Stated goal: Reproduce every line of the items below, requests included. Multiply each coordinate in the answers by 0.35 and round to the nearest whole number, rounding halves up.

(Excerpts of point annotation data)
>>>>

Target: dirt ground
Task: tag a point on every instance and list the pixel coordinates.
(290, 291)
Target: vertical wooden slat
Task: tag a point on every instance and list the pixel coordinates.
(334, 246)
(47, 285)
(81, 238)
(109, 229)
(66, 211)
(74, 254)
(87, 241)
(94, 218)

<<<<

Final result:
Target: dirt ground
Task: tag a point on every instance and list the pixel coordinates.
(102, 102)
Target: vertical wooden slat
Task: tag a point on every instance and list the pixel coordinates.
(117, 86)
(16, 100)
(28, 83)
(38, 80)
(23, 74)
(26, 89)
(30, 84)
(33, 76)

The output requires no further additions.